→ **Document text**:
....

Entering the grounds of the next temple, the Temple of Ken-cho-ji,
through the 'Gate of the Forest of Contemplative Words,' and the 'Gate
of the Great Mountain of Wealth,' one might almost fancy one's self
reentering, by some queer mistake, the grounds of En-gaku-ji. For the
third gate before us, and the imposing temple beyond it, constructed
upon the same models as those of the structures previously visited, were
also the work of the same architect. Passing this third gate—colossal,
severe, superb—we come to a fountain of bronze before the temple
doors, an immense and beautiful lotus-leaf of metal, forming a broad
shallow basin kept full to the brim by a jet in its midst.

....

→ **Tasks to perform**:
1. In the temple passage, what keeps the basin of the bronze fountain full to the brim?
2. Please turn the stretch of the listing from the line containing "Can you find the woven" through the line containing "[[559, 539]]" into a numbered list, leaving out blank lines.
The temple passage and the listing come from unrelated sources.

→ **Provided data**:

....

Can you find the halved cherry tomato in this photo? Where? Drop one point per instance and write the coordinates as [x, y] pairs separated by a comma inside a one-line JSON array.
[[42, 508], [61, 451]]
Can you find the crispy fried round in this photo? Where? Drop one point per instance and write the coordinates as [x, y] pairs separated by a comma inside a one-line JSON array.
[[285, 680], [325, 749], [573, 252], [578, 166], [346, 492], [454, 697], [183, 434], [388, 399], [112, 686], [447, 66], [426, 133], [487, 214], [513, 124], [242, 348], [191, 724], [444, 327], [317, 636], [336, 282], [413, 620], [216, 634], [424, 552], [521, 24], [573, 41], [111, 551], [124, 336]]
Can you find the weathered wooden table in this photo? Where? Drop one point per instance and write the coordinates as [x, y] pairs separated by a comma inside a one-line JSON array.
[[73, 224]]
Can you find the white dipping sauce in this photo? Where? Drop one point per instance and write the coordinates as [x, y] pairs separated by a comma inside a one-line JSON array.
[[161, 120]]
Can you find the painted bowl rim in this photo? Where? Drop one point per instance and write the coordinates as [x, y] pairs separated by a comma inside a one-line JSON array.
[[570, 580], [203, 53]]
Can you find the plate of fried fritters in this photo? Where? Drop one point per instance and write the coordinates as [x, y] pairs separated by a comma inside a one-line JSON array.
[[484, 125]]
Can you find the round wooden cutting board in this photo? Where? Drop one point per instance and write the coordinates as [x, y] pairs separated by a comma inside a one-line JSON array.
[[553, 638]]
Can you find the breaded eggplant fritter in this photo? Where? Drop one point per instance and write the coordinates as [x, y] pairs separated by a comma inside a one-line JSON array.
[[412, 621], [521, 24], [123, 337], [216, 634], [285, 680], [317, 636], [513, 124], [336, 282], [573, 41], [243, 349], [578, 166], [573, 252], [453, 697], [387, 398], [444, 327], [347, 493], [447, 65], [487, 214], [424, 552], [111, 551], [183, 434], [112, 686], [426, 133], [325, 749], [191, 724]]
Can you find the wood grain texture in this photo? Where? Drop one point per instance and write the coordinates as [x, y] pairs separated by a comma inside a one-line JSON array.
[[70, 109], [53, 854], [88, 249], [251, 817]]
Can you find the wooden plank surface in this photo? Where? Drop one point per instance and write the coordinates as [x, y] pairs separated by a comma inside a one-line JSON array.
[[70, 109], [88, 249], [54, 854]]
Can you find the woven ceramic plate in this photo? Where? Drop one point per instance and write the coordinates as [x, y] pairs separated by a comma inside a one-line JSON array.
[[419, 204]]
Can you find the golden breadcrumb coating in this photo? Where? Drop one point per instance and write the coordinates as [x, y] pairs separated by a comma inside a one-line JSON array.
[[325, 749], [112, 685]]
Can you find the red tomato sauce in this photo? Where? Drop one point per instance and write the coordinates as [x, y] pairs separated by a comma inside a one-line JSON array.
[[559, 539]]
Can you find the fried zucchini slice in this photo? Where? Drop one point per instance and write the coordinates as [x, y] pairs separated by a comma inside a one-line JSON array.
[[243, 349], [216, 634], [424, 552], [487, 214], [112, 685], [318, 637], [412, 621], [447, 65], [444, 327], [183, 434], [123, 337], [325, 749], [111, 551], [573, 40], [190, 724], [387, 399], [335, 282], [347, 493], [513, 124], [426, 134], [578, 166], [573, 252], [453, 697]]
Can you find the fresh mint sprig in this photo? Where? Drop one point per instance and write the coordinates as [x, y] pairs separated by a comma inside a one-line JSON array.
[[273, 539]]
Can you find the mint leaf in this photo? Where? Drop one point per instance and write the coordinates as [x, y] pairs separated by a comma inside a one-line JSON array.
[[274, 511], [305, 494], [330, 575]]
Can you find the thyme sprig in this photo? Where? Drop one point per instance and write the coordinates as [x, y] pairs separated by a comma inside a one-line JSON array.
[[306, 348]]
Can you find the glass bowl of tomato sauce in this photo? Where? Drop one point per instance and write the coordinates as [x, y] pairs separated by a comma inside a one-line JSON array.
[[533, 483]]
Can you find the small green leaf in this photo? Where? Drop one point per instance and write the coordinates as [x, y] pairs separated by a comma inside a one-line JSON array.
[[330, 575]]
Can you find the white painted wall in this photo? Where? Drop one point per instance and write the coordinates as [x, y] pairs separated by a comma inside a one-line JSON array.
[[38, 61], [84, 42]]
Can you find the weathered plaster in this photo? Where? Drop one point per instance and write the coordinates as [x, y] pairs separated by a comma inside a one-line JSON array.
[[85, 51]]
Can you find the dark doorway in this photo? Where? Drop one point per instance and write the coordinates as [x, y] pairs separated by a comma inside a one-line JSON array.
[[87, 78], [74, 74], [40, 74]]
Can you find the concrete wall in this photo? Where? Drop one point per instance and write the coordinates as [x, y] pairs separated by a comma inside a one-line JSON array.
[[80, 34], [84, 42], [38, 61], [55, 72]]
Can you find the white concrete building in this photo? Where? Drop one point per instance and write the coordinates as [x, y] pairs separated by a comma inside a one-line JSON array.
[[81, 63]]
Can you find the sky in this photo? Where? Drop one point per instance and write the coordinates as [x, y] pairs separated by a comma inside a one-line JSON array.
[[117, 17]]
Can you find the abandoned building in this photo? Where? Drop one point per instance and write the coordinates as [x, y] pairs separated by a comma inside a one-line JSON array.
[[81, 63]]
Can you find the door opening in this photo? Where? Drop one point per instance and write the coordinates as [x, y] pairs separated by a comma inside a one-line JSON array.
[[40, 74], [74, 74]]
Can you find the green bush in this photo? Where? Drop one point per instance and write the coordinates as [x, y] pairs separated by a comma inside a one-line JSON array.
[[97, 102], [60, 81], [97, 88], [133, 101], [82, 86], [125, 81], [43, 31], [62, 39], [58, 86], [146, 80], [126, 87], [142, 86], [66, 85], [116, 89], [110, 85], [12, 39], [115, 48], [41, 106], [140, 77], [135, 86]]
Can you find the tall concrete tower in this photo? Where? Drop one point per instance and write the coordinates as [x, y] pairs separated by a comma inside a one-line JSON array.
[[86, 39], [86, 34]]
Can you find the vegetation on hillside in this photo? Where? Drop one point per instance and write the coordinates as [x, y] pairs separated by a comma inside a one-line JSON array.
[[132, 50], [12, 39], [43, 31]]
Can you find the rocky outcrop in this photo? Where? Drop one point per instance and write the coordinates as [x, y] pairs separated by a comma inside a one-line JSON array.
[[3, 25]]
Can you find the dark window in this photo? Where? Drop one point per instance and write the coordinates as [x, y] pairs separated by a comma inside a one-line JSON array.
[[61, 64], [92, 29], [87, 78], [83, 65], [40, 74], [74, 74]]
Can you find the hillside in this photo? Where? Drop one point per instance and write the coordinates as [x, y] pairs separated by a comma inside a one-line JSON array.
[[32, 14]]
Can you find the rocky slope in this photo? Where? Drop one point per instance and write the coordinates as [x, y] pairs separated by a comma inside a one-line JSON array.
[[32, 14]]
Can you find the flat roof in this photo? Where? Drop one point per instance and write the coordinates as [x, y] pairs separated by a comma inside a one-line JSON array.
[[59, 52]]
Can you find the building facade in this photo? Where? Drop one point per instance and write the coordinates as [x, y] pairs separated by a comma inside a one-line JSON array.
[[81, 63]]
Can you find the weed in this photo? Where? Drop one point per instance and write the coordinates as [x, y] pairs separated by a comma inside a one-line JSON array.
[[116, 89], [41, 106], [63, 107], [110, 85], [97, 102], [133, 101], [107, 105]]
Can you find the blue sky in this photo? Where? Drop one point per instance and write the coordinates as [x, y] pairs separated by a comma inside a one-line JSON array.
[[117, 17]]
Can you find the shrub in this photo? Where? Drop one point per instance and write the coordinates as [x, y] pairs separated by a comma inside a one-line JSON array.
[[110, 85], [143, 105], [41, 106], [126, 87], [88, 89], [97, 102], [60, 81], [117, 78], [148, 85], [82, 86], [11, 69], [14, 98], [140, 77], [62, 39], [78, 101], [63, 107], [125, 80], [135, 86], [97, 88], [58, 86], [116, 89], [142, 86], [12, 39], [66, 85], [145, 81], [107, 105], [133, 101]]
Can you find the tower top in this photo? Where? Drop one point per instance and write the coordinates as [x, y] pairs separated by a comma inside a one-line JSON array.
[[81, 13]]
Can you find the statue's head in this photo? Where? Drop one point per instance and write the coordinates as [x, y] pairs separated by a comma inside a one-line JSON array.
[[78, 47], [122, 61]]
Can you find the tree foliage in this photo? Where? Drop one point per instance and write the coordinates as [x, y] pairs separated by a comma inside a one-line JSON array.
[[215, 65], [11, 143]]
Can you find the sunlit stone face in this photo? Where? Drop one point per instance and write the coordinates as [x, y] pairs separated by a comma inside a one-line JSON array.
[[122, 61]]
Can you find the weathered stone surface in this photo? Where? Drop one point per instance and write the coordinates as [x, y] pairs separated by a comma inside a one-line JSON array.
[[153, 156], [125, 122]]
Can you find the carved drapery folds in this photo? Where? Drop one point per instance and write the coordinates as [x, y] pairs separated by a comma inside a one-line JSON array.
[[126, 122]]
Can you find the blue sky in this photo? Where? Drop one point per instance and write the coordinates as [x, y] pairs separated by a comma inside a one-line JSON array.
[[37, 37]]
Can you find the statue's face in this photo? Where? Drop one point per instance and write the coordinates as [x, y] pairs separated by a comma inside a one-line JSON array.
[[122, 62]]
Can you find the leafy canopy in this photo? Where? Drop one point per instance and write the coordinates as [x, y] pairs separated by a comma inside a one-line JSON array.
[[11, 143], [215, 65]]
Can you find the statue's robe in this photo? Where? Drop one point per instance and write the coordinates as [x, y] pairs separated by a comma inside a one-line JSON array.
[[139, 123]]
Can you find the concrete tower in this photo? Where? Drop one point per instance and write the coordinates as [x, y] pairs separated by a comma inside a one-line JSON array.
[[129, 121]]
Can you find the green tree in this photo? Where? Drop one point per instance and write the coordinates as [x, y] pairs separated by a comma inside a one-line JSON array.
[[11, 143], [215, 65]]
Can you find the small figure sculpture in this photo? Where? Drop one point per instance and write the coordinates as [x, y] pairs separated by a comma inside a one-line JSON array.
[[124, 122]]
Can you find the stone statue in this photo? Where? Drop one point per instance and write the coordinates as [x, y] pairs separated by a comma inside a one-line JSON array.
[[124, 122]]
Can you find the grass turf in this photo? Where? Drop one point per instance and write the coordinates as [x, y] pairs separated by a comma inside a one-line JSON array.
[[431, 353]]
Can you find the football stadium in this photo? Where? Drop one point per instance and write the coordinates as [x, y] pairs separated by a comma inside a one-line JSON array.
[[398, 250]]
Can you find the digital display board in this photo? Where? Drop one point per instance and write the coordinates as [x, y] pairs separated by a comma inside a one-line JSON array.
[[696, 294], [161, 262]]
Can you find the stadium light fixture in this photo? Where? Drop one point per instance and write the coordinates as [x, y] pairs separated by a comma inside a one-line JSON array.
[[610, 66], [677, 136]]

....

→ **Expected answers**:
1. A jet in its midst.

2.
1. Can you find the woven ceramic plate in this photo? Where? Drop one point per instance and write the coordinates as [x, y] pairs separated by a comma inside a one-line JSON array.
2. [[419, 204]]
3. Can you find the golden breadcrumb coating in this photo? Where? Drop one point per instance and write the coordinates as [x, y] pairs separated by a comma inside a one-line JSON array.
4. [[325, 749], [112, 685]]
5. Can you find the red tomato sauce in this photo? Where? Drop one point per instance and write the coordinates as [x, y] pairs separated by a comma inside a one-line JSON array.
6. [[559, 539]]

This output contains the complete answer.